*** PAGE ***

Christina Hurihia Wirihana (b 1949) is a New Zealand weaver from Te Arawa, Ngāti Maniapoto, Ngāti Pikiao, Ngāti Rangiunora, Ngāti Raukawa, Tainui iwi.

Biography 
Wirihana was born in Rotorua in 1949. Her mother is the renowned weaver Matekino Lawless. Wirihana attributes Dame Rangimarie Hetet, Diggeress Te Kanawa and Emily Schuster as major influences but states her mother as being her most significant teacher.

Wirihana was commissioned to weave an installation of harakeke panels that was part of a touring exhibition called Anō te Ātaahua - Honouring the Gifts of our Elders (2000-2002) that was presented in Auckland, Waikato, Rotorua and Whangārei.

Wirihana is currently a senior lecturer at Toihoukura, a Māori visual arts school within the Eastern Institute of Technology, and has previously been fibre tutor at the Waiariki Polytechnic in Rotorua. The significant international touring exhibition Toi Māori: The Eternal Thread was co-curated by Wirihana.

Her weaving is often an exploration of natural materials and processes. "In my weaving I am continually inspired by the surrounds of my maunga (mountain) Matawhaura, moana tapu Rotoiti (Lake Rotoiti), my marae Taurua and especially my whanau (family)."

Recognition
Wirihana is the Chairperson of Te Roopu Raranga Whatu o Aotearoa (National Collective of Māori Weavers in New Zealand). In 2014 this collective of weavers exhibited 49 tukutuku panels in Kāhui Raranga: The Art of Tukutuku at Museum of New Zealand Te Papa Tongarewa. These panels are to be installed early 2015 at the Headquarters of the United Nations in New York.

Wirihana has received numerous funding from Creative New Zealand to develop new work and travel overseas for residencies, the most recent being a 2014 artist residency in Hawaii. In 2003 Wirihana received Te Tohu Toi Kē from Te Waka Toi Creative New Zealand for making a positive development within Māori arts. Wirihana is a lifelong member of the Māori Women’s Welfare League.

*** RECORDS SUPPLIED ***

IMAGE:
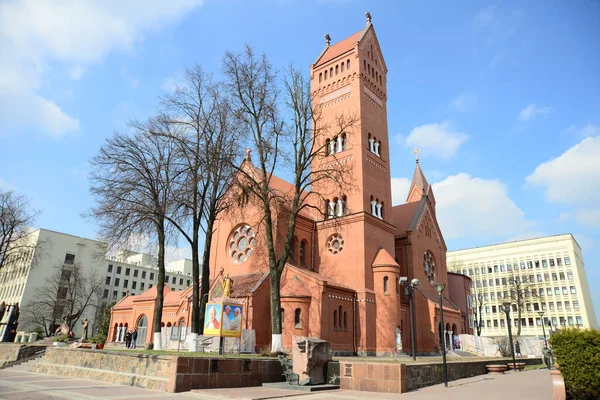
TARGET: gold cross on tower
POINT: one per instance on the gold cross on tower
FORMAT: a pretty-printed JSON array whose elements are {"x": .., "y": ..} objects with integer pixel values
[{"x": 416, "y": 153}]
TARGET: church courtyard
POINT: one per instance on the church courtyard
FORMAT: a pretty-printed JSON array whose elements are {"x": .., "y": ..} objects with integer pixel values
[{"x": 21, "y": 383}]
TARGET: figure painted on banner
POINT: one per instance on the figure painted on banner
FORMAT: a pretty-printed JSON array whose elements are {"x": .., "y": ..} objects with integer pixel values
[
  {"x": 227, "y": 286},
  {"x": 84, "y": 323},
  {"x": 213, "y": 322},
  {"x": 517, "y": 349},
  {"x": 133, "y": 338},
  {"x": 127, "y": 339},
  {"x": 226, "y": 318},
  {"x": 236, "y": 322},
  {"x": 398, "y": 339}
]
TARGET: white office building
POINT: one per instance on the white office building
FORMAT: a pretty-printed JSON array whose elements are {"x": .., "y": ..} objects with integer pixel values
[
  {"x": 128, "y": 273},
  {"x": 550, "y": 272}
]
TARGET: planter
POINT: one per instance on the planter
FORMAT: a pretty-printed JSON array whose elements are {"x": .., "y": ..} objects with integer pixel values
[
  {"x": 559, "y": 391},
  {"x": 517, "y": 366},
  {"x": 496, "y": 368}
]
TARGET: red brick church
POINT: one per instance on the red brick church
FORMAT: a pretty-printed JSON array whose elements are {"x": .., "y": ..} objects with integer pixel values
[{"x": 341, "y": 282}]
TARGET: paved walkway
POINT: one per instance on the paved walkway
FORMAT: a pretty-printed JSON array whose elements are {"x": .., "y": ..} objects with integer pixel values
[{"x": 20, "y": 383}]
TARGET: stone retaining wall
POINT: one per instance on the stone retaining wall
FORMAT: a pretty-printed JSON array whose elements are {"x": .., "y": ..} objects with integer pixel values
[
  {"x": 421, "y": 375},
  {"x": 168, "y": 373}
]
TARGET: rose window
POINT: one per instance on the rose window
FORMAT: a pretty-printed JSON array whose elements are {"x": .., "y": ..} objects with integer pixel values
[
  {"x": 241, "y": 243},
  {"x": 335, "y": 243},
  {"x": 429, "y": 267}
]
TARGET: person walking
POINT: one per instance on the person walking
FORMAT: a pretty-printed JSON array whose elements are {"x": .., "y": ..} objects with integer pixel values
[
  {"x": 128, "y": 339},
  {"x": 133, "y": 338}
]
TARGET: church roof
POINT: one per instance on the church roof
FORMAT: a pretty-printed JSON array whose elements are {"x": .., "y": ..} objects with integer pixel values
[
  {"x": 339, "y": 48},
  {"x": 419, "y": 181},
  {"x": 295, "y": 288},
  {"x": 384, "y": 259},
  {"x": 406, "y": 215}
]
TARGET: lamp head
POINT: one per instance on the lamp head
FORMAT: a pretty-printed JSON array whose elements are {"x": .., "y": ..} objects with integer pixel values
[{"x": 440, "y": 287}]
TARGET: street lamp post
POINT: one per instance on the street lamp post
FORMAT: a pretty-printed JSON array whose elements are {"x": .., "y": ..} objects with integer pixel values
[
  {"x": 541, "y": 314},
  {"x": 410, "y": 289},
  {"x": 440, "y": 288},
  {"x": 512, "y": 349}
]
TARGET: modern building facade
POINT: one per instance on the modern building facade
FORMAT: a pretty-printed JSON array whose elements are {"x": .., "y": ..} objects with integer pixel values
[
  {"x": 550, "y": 274},
  {"x": 126, "y": 274}
]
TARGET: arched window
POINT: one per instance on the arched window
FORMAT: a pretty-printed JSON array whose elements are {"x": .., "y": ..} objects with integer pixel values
[
  {"x": 297, "y": 318},
  {"x": 345, "y": 320},
  {"x": 303, "y": 245},
  {"x": 293, "y": 249}
]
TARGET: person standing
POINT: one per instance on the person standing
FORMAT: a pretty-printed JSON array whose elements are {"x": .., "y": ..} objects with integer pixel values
[
  {"x": 133, "y": 338},
  {"x": 127, "y": 339}
]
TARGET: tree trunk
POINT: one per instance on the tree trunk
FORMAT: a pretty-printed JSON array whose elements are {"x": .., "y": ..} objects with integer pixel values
[
  {"x": 276, "y": 323},
  {"x": 160, "y": 287},
  {"x": 195, "y": 282},
  {"x": 205, "y": 273}
]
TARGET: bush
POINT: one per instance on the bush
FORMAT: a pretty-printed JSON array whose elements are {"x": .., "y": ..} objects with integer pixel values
[{"x": 577, "y": 354}]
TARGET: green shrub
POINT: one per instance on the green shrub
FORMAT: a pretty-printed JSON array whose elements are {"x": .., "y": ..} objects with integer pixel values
[{"x": 577, "y": 354}]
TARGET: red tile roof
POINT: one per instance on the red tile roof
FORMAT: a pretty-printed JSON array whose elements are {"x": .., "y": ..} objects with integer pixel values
[{"x": 339, "y": 48}]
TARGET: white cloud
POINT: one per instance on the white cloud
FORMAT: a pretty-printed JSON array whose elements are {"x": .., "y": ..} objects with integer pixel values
[
  {"x": 573, "y": 178},
  {"x": 400, "y": 188},
  {"x": 76, "y": 73},
  {"x": 470, "y": 207},
  {"x": 532, "y": 110},
  {"x": 39, "y": 36},
  {"x": 582, "y": 132},
  {"x": 435, "y": 139},
  {"x": 464, "y": 102}
]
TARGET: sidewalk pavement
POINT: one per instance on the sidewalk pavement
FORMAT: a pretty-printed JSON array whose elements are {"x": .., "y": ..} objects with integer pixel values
[{"x": 20, "y": 383}]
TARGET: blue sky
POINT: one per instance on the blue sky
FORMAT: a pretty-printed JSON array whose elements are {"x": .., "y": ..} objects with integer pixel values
[{"x": 503, "y": 98}]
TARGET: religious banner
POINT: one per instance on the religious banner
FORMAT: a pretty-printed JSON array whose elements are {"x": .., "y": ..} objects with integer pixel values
[{"x": 223, "y": 319}]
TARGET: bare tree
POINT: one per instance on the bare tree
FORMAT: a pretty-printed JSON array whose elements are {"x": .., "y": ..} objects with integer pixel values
[
  {"x": 202, "y": 126},
  {"x": 131, "y": 180},
  {"x": 16, "y": 221},
  {"x": 68, "y": 292},
  {"x": 520, "y": 290},
  {"x": 253, "y": 83},
  {"x": 478, "y": 304}
]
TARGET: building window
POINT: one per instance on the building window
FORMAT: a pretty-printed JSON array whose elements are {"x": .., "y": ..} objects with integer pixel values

***

GIVEN PROBLEM: Write out the passage of the Christina Wirihana biography above, starting at "Recognition" and ending at "in New York.".

RESULT OF THIS EXERCISE:
Recognition
Wirihana is the Chairperson of Te Roopu Raranga Whatu o Aotearoa (National Collective of Māori Weavers in New Zealand). In 2014 this collective of weavers exhibited 49 tukutuku panels in Kāhui Raranga: The Art of Tukutuku at Museum of New Zealand Te Papa Tongarewa. These panels are to be installed early 2015 at the Headquarters of the United Nations in New York.